▶ [Selected extract]
# I'm new, in recovery for a while



## stephscarlett (Sep 2, 2015)

We're doing everything right. We are mad-hatters. We are living our lives, very loving to each other. Yet, sometimes I feel like we paid too big of a price, and our marriage wasn't that bad before. 
We have done MC and IC and there isn't much more to talk about. I get frustrated because the two OW still live where we live. 
I guess I thought if we both worked really hard we'd have something great and wonderful at the end. And we do. But there is a cloud over everything. And that part I hate.


----------



## GusPolinski (Jan 21, 2014)

stephscarlett said:


> We're doing everything right. We are mad-hatters. We are living our lives, very loving to each other. Yet, sometimes I feel like we paid too big of a price, and our marriage wasn't that bad before.
> We have done MC and IC and there isn't much more to talk about. *I get frustrated because the two OW still live where we live. *
> I guess I thought if we both worked really hard we'd have something great and wonderful at the end. And we do. But there is a cloud over everything. And that part I hate.


Please clarify... do you mean that they live in the same general area? Same city? Same neighborhood? Same apartment complex?

Assuming that you are (or were) the betrayed spouse, is your spouse still in ANY sort of contact w/ either of them?

Also, are either of them married? If so, were the affairs exposed to their spouses?


----------



## stephscarlett (Sep 2, 2015)

We all live in the same town. One works 100 yards from him. He supposed to tell me if he sees her but he says he doesn't look. No contact with them... 
Yes they are married and yes, all was exposed.


----------



## ConanHub (Aug 9, 2013)

How long have you been married? Your ages? Length of the two affairs? How long ago were the affairs discovered? Do you have children?

Is there any contact with his affair partners? If they are married, do their husbands know? Boyfriends?
_Posted via Mobile Device_


----------



## GusPolinski (Jan 21, 2014)

stephscarlett said:


> We all live in the same town. One works 100 yards from him. He supposed to tell me if he sees her but he says he doesn't look. No contact with them...
> Yes they are married and yes, all was exposed.


He really should get another job. That should've been at the very top of your list of demands.

▶ [Dataset excerpt]
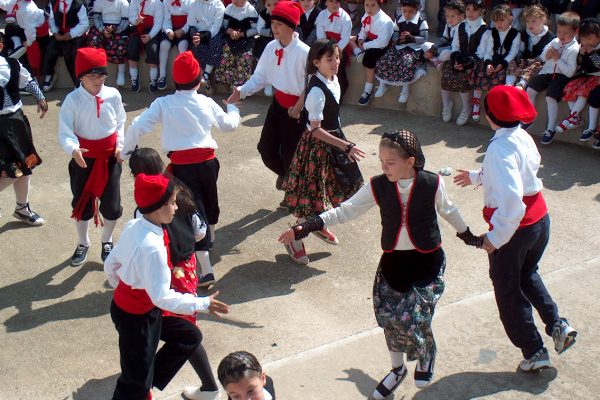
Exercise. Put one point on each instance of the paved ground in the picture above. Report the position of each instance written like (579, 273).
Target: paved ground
(313, 327)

▶ [Stated problem]
In the forum thread on recovering from affairs, what does GusPolinski say in the final post that the spouse should do? The data are not required for the following work.

▶ [Written response]
He really should get another job.